*INSTRUCCIONES DE LA TAREA*. En el fragmento sobre los mitos y la educación en Chile, explique en una a tres oraciones por qué el autor considera que lo mejor y más noble que podemos hacer es un gigantesco esfuerzo por mejorar la educación de niños y jóvenes.

Hay que reconocer, en todo caso, que siempre nos ha caracterizado una sobresaliente capacidad fabulatoria. En mí ya lejana juventud creíamos a pies juntillas que Chile era el país más lindo del mundo, que producíamos los mejores vinos, que las mujeres chilenas eran las más bonitas y que nuestro pueblo era el más valiente, digno vástago de Lautaro, Caupolicán, Manuel Rodriguez o Arturo Prat. Todos esos eran mitos, especialmente el último, pero eran inofensivos y a lo menos sabíamos quiénes eran y que habían hecho los héroes de los que nos sentíamos descendientes. Pero hoy una buena parte de nuestra juventud cree que el gobierno de Allende era un paraíso, que el capitalismo es algo siniestro y el culpable de nuestra desigualdad y decadencia y que el paradigma es un futbolista que juega en Europa o un cantante que actúa en Miami, siendo tal vez O’Higgins alguien que hizo lo mismo en otra época. Y esos no son mitos inofensivos ni conducentes. Son, en realidad, frutos de la ignorancia, de la incapacidad de investigar la verdad y de la carencia del deseo de conocerla, siendo ese el principal causante del uso de medios bárbaros para lograr más bienestar del tipo que otorga el capitalismo.
Por lo señalado es que lo mejor y más noble que podemos hacer es un gigantesco esfuerzo por mejorar la educación de nuestros niños y jóvenes, de manera que no sigamos siendo un criadero de bárbaros ignorantes. Las pruebas de evaluación de nuestra educación muestran que altísimos porcentajes de nuestros estudiantes al finalizar la educación secundaria no son capaces de entender que dice una página normal de un libro. Y ese esfuerzo no debe orientarse a lograr que crean lo que nosotros creemos, si no que crean en nuestros sistemas para buscar la verdad y elaborarla en su interior de acuerdo a su propia razón y sus propios valores. Cuando eso ocurra, Chile volverá a ser Chile y volveremos a estar situados en el ámbito de nuestra ancestral civilización en lugar de vagar por continentes ajenos.

*EXTRACTO DEL LISTADO*.
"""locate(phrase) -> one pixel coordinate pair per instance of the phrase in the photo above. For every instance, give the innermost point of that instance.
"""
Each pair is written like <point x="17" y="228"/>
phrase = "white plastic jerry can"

*RESPUESTA AL EJERCICIO*. Según el texto, lo que hoy cree buena parte de la juventud no son mitos inofensivos, sino frutos de la ignorancia, de la incapacidad de investigar la verdad y de la carencia del deseo de conocerla. Esa carencia sería el principal causante del uso de medios bárbaros para lograr más bienestar. Por eso el esfuerzo educativo busca que no sigamos siendo "un criadero de bárbaros ignorantes".